====== DATASET EXTRACT
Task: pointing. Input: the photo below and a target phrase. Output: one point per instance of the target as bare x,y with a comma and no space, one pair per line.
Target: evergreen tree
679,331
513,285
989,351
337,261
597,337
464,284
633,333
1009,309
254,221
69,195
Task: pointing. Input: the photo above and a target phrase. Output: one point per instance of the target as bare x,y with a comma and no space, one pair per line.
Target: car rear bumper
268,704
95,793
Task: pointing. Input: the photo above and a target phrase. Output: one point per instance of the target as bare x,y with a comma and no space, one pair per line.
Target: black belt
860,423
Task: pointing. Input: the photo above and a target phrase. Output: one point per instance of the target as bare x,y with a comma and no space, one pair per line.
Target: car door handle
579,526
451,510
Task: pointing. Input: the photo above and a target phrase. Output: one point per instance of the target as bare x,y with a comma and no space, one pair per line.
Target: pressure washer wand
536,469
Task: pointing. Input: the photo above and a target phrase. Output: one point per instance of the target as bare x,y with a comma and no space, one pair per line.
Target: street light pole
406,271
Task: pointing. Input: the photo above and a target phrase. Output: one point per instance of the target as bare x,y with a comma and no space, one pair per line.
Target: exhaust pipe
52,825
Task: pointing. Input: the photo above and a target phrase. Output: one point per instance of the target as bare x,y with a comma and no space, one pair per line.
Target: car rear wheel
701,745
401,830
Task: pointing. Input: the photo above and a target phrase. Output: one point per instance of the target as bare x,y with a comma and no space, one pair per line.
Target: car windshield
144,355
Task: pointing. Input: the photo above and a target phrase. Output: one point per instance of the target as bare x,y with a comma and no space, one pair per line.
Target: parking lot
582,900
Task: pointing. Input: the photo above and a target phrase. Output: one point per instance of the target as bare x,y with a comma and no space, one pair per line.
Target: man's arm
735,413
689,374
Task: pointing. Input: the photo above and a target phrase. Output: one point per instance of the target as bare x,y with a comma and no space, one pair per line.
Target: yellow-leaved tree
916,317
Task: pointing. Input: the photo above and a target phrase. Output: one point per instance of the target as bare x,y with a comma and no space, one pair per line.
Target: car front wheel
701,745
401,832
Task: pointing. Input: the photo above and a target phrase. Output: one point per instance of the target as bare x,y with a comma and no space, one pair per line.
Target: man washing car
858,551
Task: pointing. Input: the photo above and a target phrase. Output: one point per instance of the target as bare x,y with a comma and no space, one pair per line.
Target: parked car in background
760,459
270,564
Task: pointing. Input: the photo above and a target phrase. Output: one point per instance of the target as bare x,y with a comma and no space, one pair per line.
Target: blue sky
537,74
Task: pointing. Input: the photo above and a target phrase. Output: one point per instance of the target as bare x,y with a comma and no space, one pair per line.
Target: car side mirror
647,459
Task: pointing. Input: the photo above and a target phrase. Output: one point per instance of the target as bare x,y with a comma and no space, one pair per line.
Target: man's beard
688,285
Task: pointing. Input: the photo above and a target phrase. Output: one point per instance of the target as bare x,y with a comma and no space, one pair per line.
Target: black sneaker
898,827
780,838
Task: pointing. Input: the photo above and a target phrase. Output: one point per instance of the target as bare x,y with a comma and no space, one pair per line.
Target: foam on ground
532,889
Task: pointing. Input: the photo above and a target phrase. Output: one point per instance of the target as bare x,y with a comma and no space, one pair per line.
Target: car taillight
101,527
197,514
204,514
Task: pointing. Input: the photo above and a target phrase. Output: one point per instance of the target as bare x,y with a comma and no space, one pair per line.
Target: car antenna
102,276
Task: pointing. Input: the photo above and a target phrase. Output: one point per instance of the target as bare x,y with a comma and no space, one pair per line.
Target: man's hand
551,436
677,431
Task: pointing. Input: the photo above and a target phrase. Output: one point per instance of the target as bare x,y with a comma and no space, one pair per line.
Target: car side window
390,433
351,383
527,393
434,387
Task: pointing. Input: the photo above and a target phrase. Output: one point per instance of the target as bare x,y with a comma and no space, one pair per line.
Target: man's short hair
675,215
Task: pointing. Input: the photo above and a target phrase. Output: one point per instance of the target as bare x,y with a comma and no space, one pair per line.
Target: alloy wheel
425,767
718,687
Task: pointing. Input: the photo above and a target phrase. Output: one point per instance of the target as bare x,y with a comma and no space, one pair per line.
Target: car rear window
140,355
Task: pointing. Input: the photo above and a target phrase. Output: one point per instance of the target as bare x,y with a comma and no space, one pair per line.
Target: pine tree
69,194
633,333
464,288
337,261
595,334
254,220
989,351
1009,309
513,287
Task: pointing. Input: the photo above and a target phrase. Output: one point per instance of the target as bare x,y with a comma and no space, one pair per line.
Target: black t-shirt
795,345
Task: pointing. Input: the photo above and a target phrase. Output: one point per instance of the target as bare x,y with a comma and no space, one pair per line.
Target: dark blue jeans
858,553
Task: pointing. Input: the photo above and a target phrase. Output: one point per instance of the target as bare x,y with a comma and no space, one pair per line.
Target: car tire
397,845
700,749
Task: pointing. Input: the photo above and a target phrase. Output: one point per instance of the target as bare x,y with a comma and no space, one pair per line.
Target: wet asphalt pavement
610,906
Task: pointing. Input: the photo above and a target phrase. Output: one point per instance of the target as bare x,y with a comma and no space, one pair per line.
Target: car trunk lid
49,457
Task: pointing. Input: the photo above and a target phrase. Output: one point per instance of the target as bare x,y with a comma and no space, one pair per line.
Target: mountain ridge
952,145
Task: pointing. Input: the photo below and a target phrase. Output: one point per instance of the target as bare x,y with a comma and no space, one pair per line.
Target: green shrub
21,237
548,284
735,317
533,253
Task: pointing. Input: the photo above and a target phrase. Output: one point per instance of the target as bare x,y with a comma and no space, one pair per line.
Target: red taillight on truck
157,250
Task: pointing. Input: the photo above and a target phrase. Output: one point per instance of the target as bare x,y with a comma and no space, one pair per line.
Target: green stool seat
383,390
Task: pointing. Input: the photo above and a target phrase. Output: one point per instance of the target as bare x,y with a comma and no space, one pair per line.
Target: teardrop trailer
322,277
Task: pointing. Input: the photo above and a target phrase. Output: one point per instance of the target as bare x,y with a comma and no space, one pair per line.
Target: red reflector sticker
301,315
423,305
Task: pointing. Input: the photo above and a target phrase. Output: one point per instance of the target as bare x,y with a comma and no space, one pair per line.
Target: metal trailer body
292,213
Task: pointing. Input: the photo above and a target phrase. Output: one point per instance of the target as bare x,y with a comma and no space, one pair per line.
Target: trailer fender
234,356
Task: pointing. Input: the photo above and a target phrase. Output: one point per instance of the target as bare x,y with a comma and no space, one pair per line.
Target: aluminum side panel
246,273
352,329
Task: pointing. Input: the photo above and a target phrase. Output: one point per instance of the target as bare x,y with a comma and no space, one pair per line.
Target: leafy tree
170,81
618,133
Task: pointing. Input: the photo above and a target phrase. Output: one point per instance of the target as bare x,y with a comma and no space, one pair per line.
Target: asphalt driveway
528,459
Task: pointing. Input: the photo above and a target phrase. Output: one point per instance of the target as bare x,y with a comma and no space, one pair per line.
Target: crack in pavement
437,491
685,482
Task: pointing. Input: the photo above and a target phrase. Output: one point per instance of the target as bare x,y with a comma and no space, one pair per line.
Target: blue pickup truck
============
> WHAT TO DO: Each line above must be retyped exactly.

> SOLUTION TO THE EXERCISE:
Task: pointing. Input: the photo below and a target phrase. Output: one point per instance of the target as bare x,y with a comma and no space, one pair per line.
Target: evergreen tree
679,331
513,285
989,351
337,261
597,337
464,284
633,333
1009,309
254,221
69,195
Task: pointing. Input: the photo above and a target phrase. Output: one point per instance of the target as bare x,y with a comma and no space, one pair per line.
Target: car rear bumper
268,704
95,793
Task: pointing. Input: the photo above and a target phrase. Output: one point per instance of the target as bare x,y with a comma and no space, one pair per line.
Target: black belt
860,423
Task: pointing. Input: the photo above and a target phrase. Output: one point per instance of the target as bare x,y with a comma and no space, one pair per line.
Target: car door handle
579,526
451,510
Task: pointing. Input: the photo above and a target phrase. Output: one point per instance of the target as bare x,y with a comma and no space, one pair per line.
Target: pressure washer wand
536,469
Task: pointing. Input: the photo above and a target phrase. Output: one point per instance of the target as bare x,y with a comma and no space, one pair per line.
Target: street light pole
406,271
Task: pointing. Input: the photo above and a target phrase. Output: one point per instance of the target as bare x,y with a comma and no space, one pair per line.
Target: exhaust pipe
52,825
Task: pointing. Input: the photo above and a target phrase. Output: one point per instance of the target as bare x,y with a comma and no space, one pair per line.
Target: car rear wheel
701,745
401,830
Task: pointing. Input: the photo above and a target phrase. Output: one point per instance of the target as bare x,y with a comma and no space, one pair per line.
Target: car windshield
144,355
Task: pointing. Input: the photo above and a target phrase. Output: one point per instance of the target as bare x,y with a comma and no space, one pair per line.
Target: parking lot
582,900
Task: pointing. Input: the photo above and a target phrase. Output: one point per instance of the target as bare x,y with a comma and no space, one pair per line.
Target: man's arm
735,413
689,374
Task: pointing. Input: the photo above and a target phrase. Output: one point per instance of the target as bare x,y with a comma and no space, one pair per line.
Target: yellow-leaved tree
916,317
Task: pointing. Input: the photo above and a target phrase. Output: one point per instance of the target as bare x,y with a comma and no space, one pair per line.
Target: car front wheel
701,745
401,832
Task: pointing. Input: the photo above and a target phrase. Output: one point per instance of the target as bare x,y with a comma and no space, one pair per line.
Target: man washing car
858,551
Task: pointing. Input: the photo above and a target phrase. Output: one point per instance of the target as bare x,y with a comma and no space, one pair per line.
Target: parked car in background
760,459
270,564
Task: pointing. Input: the photo above and a target phrase. Output: one point per instance of the target as bare x,y with a comma and no space, one pair per line.
Target: blue sky
537,74
Task: pointing. Input: the photo above and a target phrase. Output: one point per instance of the target as bare x,y with a comma and no space, one pair per line.
Target: car side mirror
647,459
Task: pointing. Input: the photo above and a target phrase. Output: one point per instance of the target as bare x,y with a comma and no space, one pair per line.
Target: man's beard
688,285
Task: pointing. Input: the photo above and a target phrase. Output: one point per instance of the target as bare x,y with a comma and no space, one pair per line.
Target: black sneaker
898,827
780,838
Task: pointing. Input: the photo above and a target phrase. Output: one point per instance of the target as bare x,y with a comma and no space, one pair per line.
Target: foam on ground
532,889
Task: pointing. Input: the photo above and a target phrase. Output: one point per instance of the target as bare x,y with a comma and no space, one pair per line.
Target: car taillight
101,527
197,514
204,514
Task: pointing. Input: the photo above and a target phrase. Output: one point per instance of the target as bare x,y with a comma and no space, one pair per line.
Target: car antenna
102,276
Task: pointing. Input: the photo above and a target phrase. Output: one point per instance of the target as bare x,y with a comma and no space, one pair per line.
Target: man's hand
551,436
677,431
Task: pointing. Input: the photo above and a target phrase. Output: one point per instance of the target as bare x,y with a comma and no space, one pair per line.
Target: car side window
390,433
351,383
527,393
434,387
Task: pointing. Input: the photo above and a target phrase. Output: one point per instance of the target as bare x,y with a comma and no space, one pair per line.
Target: man's short hair
675,215
Task: pointing. Input: the photo above and a target phrase. Output: one point per instance of the target as bare x,y with a comma and no space, one pair per line.
Target: alloy wheel
425,767
718,687
Task: pointing. Input: the photo above and a target phrase. Output: one point per instance of the target as bare x,y with a comma and no space, one pair per line.
Target: car rear window
140,355
Task: pointing. Input: the photo above and a target phrase. Output: one point per instance of the target as bare x,y with a comma and no space, one pair per line.
Target: pine tree
69,194
633,333
464,288
337,261
595,334
254,220
989,351
1009,309
513,287
Task: pointing. Input: the photo above and a target phrase. Output: one point per instance of the target as bare x,y with a comma and no space, one pair per line.
Target: black t-shirt
795,345
Task: pointing. Input: the photo above and a target phrase. Output: one point per instance of the target as bare x,y with a comma and no space, one pair per line.
Target: dark blue jeans
858,553
Task: pointing. Input: the photo above and a target phrase. Output: one point per instance of the target as bare x,y with a comma and no space, one pair per line.
Target: car tire
397,845
700,749
Task: pointing. Input: the photo above and a target phrase. Output: one point per instance of the target as bare x,y with a comma and no space, one pair per line.
Target: wet asphalt pavement
610,906
Task: pointing. Input: the photo above and a target phrase. Output: one point per instance of the target as bare x,y with a comma and no space, one pair per line.
Target: car trunk lid
49,457
Task: pointing. Input: the photo above and a target phrase. Output: one point per instance of the target as bare x,y with a comma and no space, one pair per line.
Target: mountain ridge
952,145
Task: pointing. Input: the photo below and a target phrase. Output: one point per instance of the target as bare x,y with a comma and no space, one pair per line.
Target: green shrub
21,237
548,284
735,317
533,253
Task: pointing. Input: the photo above and a target phrase. Output: one point per instance of the target as bare x,y with a comma and no space, one pair per line.
Target: red taillight on truck
157,250
Task: pointing. Input: the photo above and a target phrase. Output: one point per instance of the target as bare x,y with a comma and no space, one pair per line.
Target: green stool seat
383,390
Task: pointing. Input: the photo above and a target phrase. Output: one point per instance of the target as bare x,y with a comma and no space, one pair per line.
Target: teardrop trailer
322,277
Task: pointing. Input: the photo above and a target phrase. Output: one point per instance of the target as bare x,y with a comma and no space, one pair per line.
Target: red reflector sticker
301,315
423,305
Task: pointing. Input: the photo above and a target phrase. Output: one point per instance of the target as bare x,y with a comma and no space, one pair per line.
Target: metal trailer body
292,213
Task: pointing. Input: the photo above and a target phrase. Output: one point per instance of the target as bare x,y with a comma and no space, one pair per line.
Target: trailer fender
234,356
Task: pointing. Input: the photo above and a target phrase. Output: one point per instance of the target as bare x,y with a comma and no space, one pair per line.
Target: aluminum side panel
246,273
352,329
Task: pointing. Input: the photo above and a target phrase. Output: one point per instance of the target as bare x,y with a comma and no space, one pair per line.
Target: leafy tree
170,81
618,133
Task: pointing. Input: the photo above and a target phrase. Output: one point per instance of the target as bare x,y with a comma and no space, one pair per line.
Target: asphalt driveway
528,459
Task: pointing. Input: the photo above and a target phrase. Output: one point per instance of the target as bare x,y with a comma and no space, one pair per line.
Target: crack in pavement
437,491
685,482
Task: pointing. Input: the photo above and a target phrase. Output: one point per instance of the target as bare x,y with a comma and no space, one pair per line.
Target: blue pickup truck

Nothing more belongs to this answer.